Given records →
%%
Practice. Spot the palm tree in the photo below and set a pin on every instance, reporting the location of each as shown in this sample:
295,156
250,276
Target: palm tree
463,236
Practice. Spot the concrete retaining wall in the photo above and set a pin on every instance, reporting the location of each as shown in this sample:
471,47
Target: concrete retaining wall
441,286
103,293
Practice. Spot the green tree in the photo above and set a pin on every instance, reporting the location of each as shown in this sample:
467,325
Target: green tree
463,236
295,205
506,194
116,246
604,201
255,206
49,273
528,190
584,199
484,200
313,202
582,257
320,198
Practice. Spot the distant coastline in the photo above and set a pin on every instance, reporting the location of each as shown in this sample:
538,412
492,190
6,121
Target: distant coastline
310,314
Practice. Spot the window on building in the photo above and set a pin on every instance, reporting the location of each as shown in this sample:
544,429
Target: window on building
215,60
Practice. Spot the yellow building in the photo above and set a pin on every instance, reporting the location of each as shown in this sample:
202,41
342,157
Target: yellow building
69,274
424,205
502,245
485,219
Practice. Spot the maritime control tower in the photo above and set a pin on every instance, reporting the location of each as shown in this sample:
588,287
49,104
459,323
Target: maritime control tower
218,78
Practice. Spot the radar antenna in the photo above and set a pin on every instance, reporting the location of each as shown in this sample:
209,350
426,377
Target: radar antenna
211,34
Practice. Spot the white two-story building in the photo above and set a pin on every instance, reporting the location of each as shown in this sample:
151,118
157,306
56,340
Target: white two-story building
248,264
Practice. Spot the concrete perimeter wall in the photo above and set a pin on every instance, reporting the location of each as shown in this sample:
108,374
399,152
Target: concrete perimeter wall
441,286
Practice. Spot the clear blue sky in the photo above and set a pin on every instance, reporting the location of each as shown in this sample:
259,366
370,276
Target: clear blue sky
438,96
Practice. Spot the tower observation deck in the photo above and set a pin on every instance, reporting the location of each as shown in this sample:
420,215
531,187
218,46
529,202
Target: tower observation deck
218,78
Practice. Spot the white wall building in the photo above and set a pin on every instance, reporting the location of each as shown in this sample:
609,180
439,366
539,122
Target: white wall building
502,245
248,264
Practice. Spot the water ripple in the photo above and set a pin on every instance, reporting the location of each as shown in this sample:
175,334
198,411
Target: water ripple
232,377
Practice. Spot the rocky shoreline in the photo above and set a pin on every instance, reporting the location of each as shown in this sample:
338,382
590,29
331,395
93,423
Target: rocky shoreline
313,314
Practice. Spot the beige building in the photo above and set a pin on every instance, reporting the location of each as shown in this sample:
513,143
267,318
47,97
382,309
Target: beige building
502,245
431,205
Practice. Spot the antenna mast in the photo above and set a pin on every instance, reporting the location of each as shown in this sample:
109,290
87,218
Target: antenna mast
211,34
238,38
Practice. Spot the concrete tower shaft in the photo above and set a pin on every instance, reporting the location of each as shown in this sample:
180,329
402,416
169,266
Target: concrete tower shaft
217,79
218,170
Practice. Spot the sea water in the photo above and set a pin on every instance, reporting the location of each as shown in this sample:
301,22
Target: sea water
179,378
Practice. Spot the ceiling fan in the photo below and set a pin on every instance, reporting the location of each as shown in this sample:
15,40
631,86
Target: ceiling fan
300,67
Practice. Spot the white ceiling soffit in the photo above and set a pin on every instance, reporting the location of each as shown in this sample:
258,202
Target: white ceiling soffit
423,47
%%
Problem details → Return the lines of the listing where the string "below" appears.

Output →
Practice. Spot the palm tree in the photo below and set a pin on every instance, reporting the location of each as shown in this sample:
Practice. Spot the ceiling fan in the photo below and set a pin on every instance, reporting the location of each as shown in this sample:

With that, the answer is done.